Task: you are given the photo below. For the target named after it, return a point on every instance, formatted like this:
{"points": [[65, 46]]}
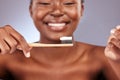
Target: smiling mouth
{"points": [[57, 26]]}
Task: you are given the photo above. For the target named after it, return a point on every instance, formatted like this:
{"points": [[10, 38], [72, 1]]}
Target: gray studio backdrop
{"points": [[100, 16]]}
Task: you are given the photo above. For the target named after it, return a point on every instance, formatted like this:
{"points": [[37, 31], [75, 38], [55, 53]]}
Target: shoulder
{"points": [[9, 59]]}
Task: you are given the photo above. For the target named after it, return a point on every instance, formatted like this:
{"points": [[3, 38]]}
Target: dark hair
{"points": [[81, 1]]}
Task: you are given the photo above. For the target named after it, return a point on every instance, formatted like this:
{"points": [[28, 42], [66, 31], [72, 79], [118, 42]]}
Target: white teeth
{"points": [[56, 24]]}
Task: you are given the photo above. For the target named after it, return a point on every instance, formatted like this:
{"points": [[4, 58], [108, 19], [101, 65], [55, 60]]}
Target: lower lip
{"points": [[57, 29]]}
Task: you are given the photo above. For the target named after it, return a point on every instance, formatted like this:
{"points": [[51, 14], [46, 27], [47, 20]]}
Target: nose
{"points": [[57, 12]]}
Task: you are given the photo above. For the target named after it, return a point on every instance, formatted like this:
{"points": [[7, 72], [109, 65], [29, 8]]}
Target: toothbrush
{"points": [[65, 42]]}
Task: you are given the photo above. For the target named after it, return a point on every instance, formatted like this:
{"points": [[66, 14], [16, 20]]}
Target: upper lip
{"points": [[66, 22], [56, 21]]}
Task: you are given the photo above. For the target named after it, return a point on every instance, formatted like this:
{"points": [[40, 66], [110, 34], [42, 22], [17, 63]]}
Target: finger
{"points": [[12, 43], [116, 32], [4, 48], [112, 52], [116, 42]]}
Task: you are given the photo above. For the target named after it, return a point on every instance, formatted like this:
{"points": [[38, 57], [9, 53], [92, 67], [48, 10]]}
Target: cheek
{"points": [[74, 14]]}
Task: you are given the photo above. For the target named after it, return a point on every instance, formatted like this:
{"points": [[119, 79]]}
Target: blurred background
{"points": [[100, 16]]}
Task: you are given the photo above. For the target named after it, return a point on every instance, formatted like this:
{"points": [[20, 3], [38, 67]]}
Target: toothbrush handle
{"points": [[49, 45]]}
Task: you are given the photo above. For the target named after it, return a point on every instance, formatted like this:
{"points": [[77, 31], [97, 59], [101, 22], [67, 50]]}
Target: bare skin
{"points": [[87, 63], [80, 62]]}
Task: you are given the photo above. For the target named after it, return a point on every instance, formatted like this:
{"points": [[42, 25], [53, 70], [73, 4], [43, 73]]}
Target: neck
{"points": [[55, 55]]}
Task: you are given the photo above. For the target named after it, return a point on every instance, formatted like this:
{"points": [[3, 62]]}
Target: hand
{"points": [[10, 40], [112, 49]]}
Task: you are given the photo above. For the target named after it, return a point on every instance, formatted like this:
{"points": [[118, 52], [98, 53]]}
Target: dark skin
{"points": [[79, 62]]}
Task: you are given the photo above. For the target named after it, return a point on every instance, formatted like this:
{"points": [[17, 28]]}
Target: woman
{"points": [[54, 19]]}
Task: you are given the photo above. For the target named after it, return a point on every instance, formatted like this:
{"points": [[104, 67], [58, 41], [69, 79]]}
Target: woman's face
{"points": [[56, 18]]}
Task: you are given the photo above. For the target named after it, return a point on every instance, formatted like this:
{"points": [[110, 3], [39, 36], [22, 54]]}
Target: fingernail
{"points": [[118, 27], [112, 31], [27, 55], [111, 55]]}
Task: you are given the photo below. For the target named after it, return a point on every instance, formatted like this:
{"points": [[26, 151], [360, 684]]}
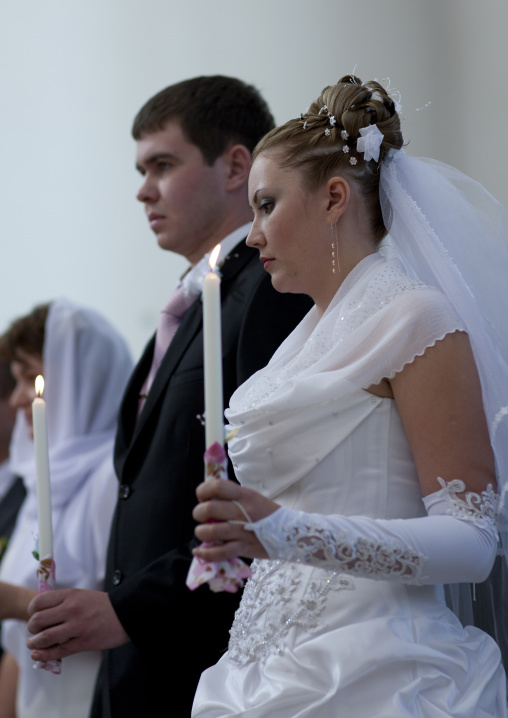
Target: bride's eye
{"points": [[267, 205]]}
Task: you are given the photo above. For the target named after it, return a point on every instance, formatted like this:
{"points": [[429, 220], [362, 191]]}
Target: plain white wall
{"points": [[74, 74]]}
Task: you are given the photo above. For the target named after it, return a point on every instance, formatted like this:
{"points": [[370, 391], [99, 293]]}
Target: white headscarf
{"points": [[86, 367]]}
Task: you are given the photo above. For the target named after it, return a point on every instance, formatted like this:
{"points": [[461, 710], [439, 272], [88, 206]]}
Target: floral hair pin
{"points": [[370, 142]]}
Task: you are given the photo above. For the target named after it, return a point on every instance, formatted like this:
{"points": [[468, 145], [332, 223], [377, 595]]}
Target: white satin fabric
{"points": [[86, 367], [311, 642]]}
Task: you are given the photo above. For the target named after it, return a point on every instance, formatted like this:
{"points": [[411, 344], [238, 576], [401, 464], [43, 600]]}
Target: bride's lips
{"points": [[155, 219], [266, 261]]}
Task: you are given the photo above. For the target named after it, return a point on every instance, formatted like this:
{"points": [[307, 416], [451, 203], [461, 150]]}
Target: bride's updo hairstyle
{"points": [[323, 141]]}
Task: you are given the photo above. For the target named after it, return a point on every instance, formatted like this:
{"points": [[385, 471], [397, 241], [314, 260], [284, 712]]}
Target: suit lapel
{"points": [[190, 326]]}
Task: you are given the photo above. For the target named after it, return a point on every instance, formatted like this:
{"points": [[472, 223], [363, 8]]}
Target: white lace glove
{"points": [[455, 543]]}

What the task asks:
Your job is to reproduce the material exactly. Keep pictures out of it.

Result of this exercise:
Task: you are given the photo below. For the target named after it, return a point on every instance, formatted like this:
{"points": [[65, 46]]}
Target: smiling mouth
{"points": [[57, 26]]}
Task: you are given the photo above. For the target named after it, return a point on every instance, formatted like this:
{"points": [[10, 38], [72, 1]]}
Target: gray studio backdrop
{"points": [[100, 16]]}
Task: you are given the photo above. For the target named after it, return a point on every instance, formatted like this:
{"points": [[37, 31], [75, 38], [55, 53]]}
Target: shoulder
{"points": [[9, 59]]}
Task: you are given the photo above. For the target named after it, return a point on every instance, formatted like this:
{"points": [[3, 38]]}
Target: dark hair
{"points": [[81, 1]]}
Task: you are given the photo above. For the target named after it, return a point on every instance, formatted like this:
{"points": [[28, 42], [66, 31], [72, 79], [118, 42]]}
Target: white teeth
{"points": [[56, 24]]}
Task: you are given the photo above. For the target named after it, return a point on every instance, formatted like this:
{"points": [[4, 58], [108, 19], [101, 65], [55, 60]]}
Target: lower lip
{"points": [[57, 29]]}
Task: you are given the photo above. For the target named after it, return a point on every instance, formatted like this:
{"points": [[51, 14], [46, 27], [47, 20]]}
Target: nose
{"points": [[57, 12]]}
Task: you are given the photo above. For the target named after it, return a point on every instance, formatted like this:
{"points": [[7, 72], [109, 65], [29, 8]]}
Target: toothbrush
{"points": [[65, 42]]}
Task: you are given the photo above. For the target named after it, return a point on every instance, formatted like this:
{"points": [[66, 14], [16, 20]]}
Target: upper lip
{"points": [[66, 22], [56, 21]]}
Task: you are given the photo above. For the target named after it, return a point on every instance, formatted like this:
{"points": [[40, 66], [110, 34], [42, 22], [17, 63]]}
Target: finger
{"points": [[12, 43], [116, 32], [4, 48], [112, 52], [116, 42]]}
Task: you are given the photo above. For the target named after it, return a point on every instance, formatted like this:
{"points": [[38, 57], [9, 53], [92, 67], [48, 10]]}
Target: cheek
{"points": [[74, 14]]}
Task: you are given the photo above. For the target named after it, return a point on every instance, formatted like this:
{"points": [[119, 79]]}
Target: blurred background
{"points": [[100, 16]]}
Task: you are given the photo above. For the target named after it, return a point on every instance, formatted like this:
{"points": [[20, 3], [38, 67]]}
Target: toothbrush handle
{"points": [[49, 45]]}
Task: you are given the photo above. For the target named after it, return a point on every instance, formatted like this:
{"points": [[77, 31], [97, 59], [101, 22], [67, 50]]}
Target: bare skin
{"points": [[87, 63], [80, 62]]}
Task: you are given the photo above. For the target named after it, return a point on every instance, formatted like this:
{"points": [[42, 25], [53, 70], [73, 4], [43, 73]]}
Target: neck
{"points": [[55, 55]]}
Task: you are given the photo above. For the target named after it, return a point on every instance, formatted like this:
{"points": [[3, 62]]}
Target: hand
{"points": [[10, 40], [112, 49]]}
Task: you are given the photo above. For the target named after it, return a point on every instance, formatted like this:
{"points": [[118, 52], [98, 53]]}
Target: dark skin
{"points": [[79, 62]]}
Task: you are given the photo above. For the target named after it, return a point on every instance, formatted like this:
{"points": [[17, 28]]}
Target: woman
{"points": [[54, 19]]}
Task: you are given the photo above. For the target named after it, return a point on every instance, formatted like this:
{"points": [[104, 67], [58, 41], [69, 79]]}
Target: woman's face
{"points": [[56, 18]]}
Task: you are given the photo above. For the target named after it, return a point on every instance, formatted like this:
{"points": [[110, 3], [39, 36], [22, 54]]}
Target: fingernail
{"points": [[118, 27], [112, 31], [27, 55], [111, 55]]}
Task: you are given the photo below. For the target named after it, return a point on every instance, formatted like this:
{"points": [[26, 151], [360, 684]]}
Target: bride's eye
{"points": [[267, 205]]}
Task: you are given the photo above. For the target named after it, return a point on every instance, formatted like this:
{"points": [[429, 220], [362, 191]]}
Target: plain white wall
{"points": [[74, 74]]}
Task: you are given the photo above. For the target named after it, return a point on every instance, formatted like this:
{"points": [[370, 391], [99, 293]]}
Target: white headscarf
{"points": [[86, 367]]}
Task: you are given the photo above. For the target named after it, return a point on every instance, formatted like this:
{"points": [[461, 710], [439, 272], [88, 206]]}
Target: floral hair pin
{"points": [[370, 142]]}
Task: you are given the photo above. For the target named after it, return a point on every instance, formatted like this:
{"points": [[468, 145], [332, 223], [377, 595]]}
Target: white satin fabric
{"points": [[86, 367], [311, 642]]}
Task: you are given the photo above. For the target named after it, return a point on every instance, formatted like this:
{"points": [[411, 344], [238, 576], [401, 464], [43, 600]]}
Target: bride's lips
{"points": [[155, 219], [266, 261]]}
Task: you are given the photo above. For the target named after it, return a point on every instance, formatted like this:
{"points": [[307, 416], [451, 203], [461, 150]]}
Target: bride's updo hairstyle
{"points": [[323, 141]]}
Task: you are given the photo above. For the target named after it, return a point on every instance, formatted like this:
{"points": [[385, 471], [397, 241], [314, 260], [284, 712]]}
Target: suit lapel
{"points": [[190, 326]]}
Task: you are given the photo above. For the target named after it, return a point on every instance, formatted like this:
{"points": [[472, 223], [363, 8]]}
Target: white lace glove
{"points": [[455, 543]]}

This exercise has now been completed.